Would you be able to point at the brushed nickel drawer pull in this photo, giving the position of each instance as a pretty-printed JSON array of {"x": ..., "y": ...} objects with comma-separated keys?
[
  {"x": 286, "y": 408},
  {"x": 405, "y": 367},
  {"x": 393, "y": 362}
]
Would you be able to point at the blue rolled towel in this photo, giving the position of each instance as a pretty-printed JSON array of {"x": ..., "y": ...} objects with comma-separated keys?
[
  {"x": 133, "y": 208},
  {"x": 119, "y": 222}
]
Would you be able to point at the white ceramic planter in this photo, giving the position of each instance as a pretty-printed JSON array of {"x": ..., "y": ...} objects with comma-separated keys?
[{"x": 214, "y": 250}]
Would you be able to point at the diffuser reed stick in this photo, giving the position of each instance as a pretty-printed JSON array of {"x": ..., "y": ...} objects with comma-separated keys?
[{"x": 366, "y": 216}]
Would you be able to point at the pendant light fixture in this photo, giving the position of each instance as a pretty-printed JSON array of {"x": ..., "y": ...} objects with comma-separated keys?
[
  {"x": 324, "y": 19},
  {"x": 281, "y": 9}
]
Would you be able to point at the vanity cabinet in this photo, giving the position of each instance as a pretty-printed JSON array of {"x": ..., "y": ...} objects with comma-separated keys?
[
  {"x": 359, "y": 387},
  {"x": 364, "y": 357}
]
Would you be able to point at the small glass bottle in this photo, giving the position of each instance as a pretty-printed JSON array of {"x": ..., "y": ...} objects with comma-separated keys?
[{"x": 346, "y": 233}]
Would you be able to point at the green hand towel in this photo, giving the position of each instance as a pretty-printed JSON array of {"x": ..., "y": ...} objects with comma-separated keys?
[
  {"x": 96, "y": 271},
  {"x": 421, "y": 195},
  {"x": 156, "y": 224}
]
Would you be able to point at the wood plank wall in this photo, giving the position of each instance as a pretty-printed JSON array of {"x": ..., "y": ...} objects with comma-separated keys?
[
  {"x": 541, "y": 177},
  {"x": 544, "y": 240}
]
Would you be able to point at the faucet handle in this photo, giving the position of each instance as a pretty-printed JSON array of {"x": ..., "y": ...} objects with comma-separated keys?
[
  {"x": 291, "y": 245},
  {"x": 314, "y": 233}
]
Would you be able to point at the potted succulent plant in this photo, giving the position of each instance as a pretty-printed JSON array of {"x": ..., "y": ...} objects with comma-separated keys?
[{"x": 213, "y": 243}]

-=-=-

[AIM OF THE EXERCISE]:
Your task is to output the full set of records exactly as presented.

[SOLUTION FOR THIS TASK]:
Would you be able to point at the brushed nickel drawer pull in this photo, giving the position of each instance as a pretty-printed JSON array of {"x": ..., "y": ...} objects with comma-separated keys?
[
  {"x": 286, "y": 408},
  {"x": 405, "y": 367},
  {"x": 393, "y": 362}
]
Would you be able to point at the blue rolled towel in this photo, giving the position of each instance as a pretty-printed JSON array of {"x": ..., "y": ...} objects with comma-separated keys?
[
  {"x": 133, "y": 208},
  {"x": 119, "y": 222}
]
Would you be able to point at the white ceramic planter in this photo, giving the position of each instance as a pretty-printed JSON array of {"x": ..., "y": ...} objects with comma-separated keys?
[{"x": 214, "y": 250}]
Would you be able to point at the diffuser reed stick in this photo, giving the position of each instance as a pretty-printed JSON array of {"x": ..., "y": ...} objects with comma-separated keys?
[{"x": 366, "y": 216}]
Would you be able to point at the pendant light fixture in this photo, giving the position of each instance as a pretty-printed JSON array of {"x": ..., "y": ...} objects with comma-separated keys?
[
  {"x": 324, "y": 19},
  {"x": 281, "y": 9}
]
Would you be able to point at the vanity cabinet in this photo, giving the position of each instance as a pretty-printed JSON array of {"x": ..., "y": ...} objects with comma-separated keys?
[
  {"x": 359, "y": 387},
  {"x": 364, "y": 357}
]
Would you be able to point at the small glass bottle in this photo, giving the position of each instance as a pretty-printed JSON array of {"x": ..., "y": ...} objects with comma-separated keys?
[{"x": 346, "y": 233}]
Would you be able to point at the green hand towel in this photo, giving the position of each instance as a pretty-printed JSON array of {"x": ..., "y": ...} objects with comma-separated keys?
[
  {"x": 96, "y": 271},
  {"x": 421, "y": 195},
  {"x": 156, "y": 224}
]
Would you be able to point at the wood plank wall in this photo, giving the position of each instance as a pretty-printed JSON array of {"x": ..., "y": ...} objects with comma-separated keys?
[
  {"x": 541, "y": 177},
  {"x": 544, "y": 240}
]
Would you be able to point at the faucet handle in this photo, giving the position of each instance as a pretty-printed JSON array of {"x": ..., "y": ...} objects with comma-separated keys?
[
  {"x": 291, "y": 245},
  {"x": 314, "y": 233}
]
Would you be able to point at the potted succulent plant in this photo, giving the position of each instance as a pretty-printed JSON array of {"x": ..., "y": ...} objects with comma-separated keys?
[{"x": 213, "y": 243}]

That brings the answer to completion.